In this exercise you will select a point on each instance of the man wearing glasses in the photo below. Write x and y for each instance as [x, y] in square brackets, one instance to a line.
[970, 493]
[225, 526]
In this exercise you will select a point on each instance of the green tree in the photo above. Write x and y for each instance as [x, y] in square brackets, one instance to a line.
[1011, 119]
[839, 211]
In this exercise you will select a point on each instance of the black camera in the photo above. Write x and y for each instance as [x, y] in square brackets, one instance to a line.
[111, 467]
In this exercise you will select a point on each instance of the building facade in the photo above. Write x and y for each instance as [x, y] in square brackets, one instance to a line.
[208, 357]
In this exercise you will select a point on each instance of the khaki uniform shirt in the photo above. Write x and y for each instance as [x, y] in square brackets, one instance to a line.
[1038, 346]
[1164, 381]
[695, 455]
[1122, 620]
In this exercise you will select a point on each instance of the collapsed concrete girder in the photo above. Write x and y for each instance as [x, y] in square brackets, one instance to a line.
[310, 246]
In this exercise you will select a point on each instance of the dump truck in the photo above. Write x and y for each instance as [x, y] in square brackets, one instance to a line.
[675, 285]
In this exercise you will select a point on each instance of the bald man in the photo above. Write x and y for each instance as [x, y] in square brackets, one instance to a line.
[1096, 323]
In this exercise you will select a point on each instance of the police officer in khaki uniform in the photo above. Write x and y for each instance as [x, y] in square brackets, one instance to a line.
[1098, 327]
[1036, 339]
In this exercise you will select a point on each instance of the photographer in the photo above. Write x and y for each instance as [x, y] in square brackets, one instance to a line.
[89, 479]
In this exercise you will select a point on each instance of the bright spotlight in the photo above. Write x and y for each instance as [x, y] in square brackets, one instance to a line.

++++++

Reproduce every line from the one containing "of the green" up to and including the final line of the items, shifting each coordinate in the answers by adding -18 to it and leaving all other text unchanged.

### [TASK SOLUTION]
In this exercise you will select a point on each instance of the green tree in the photo above. Write x and y for each instance as [x, y] in square brackets, one instance to a line.
[993, 101]
[821, 193]
In this exercise you will select a point on each instance of the black camera in the photo above. Write x and y for each instance as [x, y] in square brackets, one instance to a line.
[93, 449]
In this exercise you will select a point on each instance of the building facade in the photo above. Write x and y for each instance as [x, y] in square brackets, one instance to a line.
[190, 339]
In this exercise you will select a point on each instance of the khaki uniform shirt in the photo above. Write x and y for each instance as [x, y] in square brackets, one instance to a line.
[1020, 328]
[1146, 363]
[677, 437]
[1104, 602]
In this exercise you will select a point on each instance of the collapsed concrete girder in the photo above. Write x and y for each instance as [x, y] in square brackets, one instance to a line.
[292, 228]
In this exercise you will select a point on each instance of the dump truck in the photo above. Write x and y for each instance as [x, y] in square brackets, one instance to a line.
[657, 267]
In this exercise you will select a point on each instance of the bald man in the photo above. Write x and y for each instance as [x, y] in square brackets, one instance to a line.
[1078, 305]
In this exercise you will select a point on each instance of the police officer in khaki uniform in the photo above. Write x and y for each instance as [x, y] in square brackets, one instance to a line.
[1080, 309]
[1018, 321]
In this exercise you will select a point on each instance of the photographer in the photo above. Write x and y for each instance as [x, y] in square brackets, one instance to a line.
[71, 461]
In this exercise you will select a point on each instance of the bright spotlight in the photo above. Write x and y for each instance as [x, y] in square brackets, one instance to a line.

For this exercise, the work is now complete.